**Instructions for the task**
According to the discussion of diet and breast cancer survival, what median share of calories from saturated fat did women in the lowest quartile consume?

Selected extract section start

In this large cohort of breast cancer survivors, post-diagnosis diets high in saturated and trans fat were associated with decreased all-cause survival. Though there were suggestive dietary associations for breast cancer survival, none were statistically significant.
Women who consumed the highest quartile of saturated fat (median of 13% kcal) had a 41% statistically significant higher risk of all-cause survival compared to women in the lowest quartile, who consumed a median of 7% calories from saturated fat (P-trend = 0.03). Doubling percentage of energy from trans fat was associated with a 78% statistically significantly greater risk of death (P-trend = 0.01).
A recent report from the Center for Disease Control and Prevention indicated that saturated fat intake as a percentage of energy intake decreased between 1971–2000 among US women from 13% to 11% (P
-trend = 0.01), but energy intake has increased over this period, suggesting similar exposure to absolute amounts of saturated fat over time [13
]. Average trans fat intake in the United States during the enrollment period for this study was approximately 2% to 3% of energy, which is greater than reported by participants of this study [14
]. Despite a large body of evidence that alcohol increases risk of breast cancer [15
], there was no association between alcohol intake and breast cancer survival. Others have recently reported either no association between alcohol intake and survival or an inverse relation between alcohol intake and survival, so this area warrants further study [16
Similar to our findings, qualitative reviews reported no consistent association between total fat consumption either pre- or post-diagnosis and breast cancer survival after energy adjustment [19
]. None of the studies reviewed by Rock and Demark-Wahnefried reported an association between total dietary fiber intake and breast cancer recurrence or overall survival; only three studies reported an inverse association between fruit and vegetable consumption and survival [21
Strengths of our study include the prospective design, its large sample size, and detailed information on diet obtained after the diagnosis of breast cancer. In addition, we were able to assess many potential confounding variables. The relation between saturated and trans fat intake and all-cause survival that we observed is consistent with observational and controlled-feeding studies of cardiovascular disease and other chronic diseases [22
]. This also supports the ability of our dietary assessment to detect moderate associations with survival.

Selected extract section end
Data records section start

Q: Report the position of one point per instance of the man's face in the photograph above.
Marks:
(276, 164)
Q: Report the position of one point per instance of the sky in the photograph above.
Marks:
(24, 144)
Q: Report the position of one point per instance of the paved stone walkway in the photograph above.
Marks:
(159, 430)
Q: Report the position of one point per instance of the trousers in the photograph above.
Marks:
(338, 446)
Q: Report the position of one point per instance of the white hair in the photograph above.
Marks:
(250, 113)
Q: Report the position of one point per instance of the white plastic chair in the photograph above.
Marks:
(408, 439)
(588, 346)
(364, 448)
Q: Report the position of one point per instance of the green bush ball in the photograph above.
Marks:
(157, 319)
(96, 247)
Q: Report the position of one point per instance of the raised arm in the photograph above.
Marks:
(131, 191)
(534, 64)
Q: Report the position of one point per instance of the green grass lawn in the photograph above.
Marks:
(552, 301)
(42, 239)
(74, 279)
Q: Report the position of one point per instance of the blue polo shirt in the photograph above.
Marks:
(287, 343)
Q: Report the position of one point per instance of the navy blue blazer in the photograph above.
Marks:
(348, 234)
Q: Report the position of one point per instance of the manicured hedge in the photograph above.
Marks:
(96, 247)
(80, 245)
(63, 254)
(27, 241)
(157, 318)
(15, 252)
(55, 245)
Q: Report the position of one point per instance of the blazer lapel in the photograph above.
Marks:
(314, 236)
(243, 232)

Data records section end
Data records section start

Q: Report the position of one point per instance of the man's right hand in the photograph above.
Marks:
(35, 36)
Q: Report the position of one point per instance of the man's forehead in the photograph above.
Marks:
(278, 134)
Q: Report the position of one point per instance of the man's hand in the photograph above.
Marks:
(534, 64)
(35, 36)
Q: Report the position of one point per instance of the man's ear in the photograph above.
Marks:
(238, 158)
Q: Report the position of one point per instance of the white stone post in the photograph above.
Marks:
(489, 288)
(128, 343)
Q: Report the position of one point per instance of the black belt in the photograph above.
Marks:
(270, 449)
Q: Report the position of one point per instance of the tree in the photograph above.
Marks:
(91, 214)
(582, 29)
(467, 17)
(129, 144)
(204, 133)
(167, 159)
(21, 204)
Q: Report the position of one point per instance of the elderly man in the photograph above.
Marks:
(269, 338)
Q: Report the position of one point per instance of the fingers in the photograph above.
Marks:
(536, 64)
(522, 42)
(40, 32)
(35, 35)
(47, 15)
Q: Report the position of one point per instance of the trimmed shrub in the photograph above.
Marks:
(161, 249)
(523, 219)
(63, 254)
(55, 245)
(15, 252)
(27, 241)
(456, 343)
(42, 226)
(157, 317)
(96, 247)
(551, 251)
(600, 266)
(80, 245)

Data records section end

**Your solution**
A median of 7% of calories.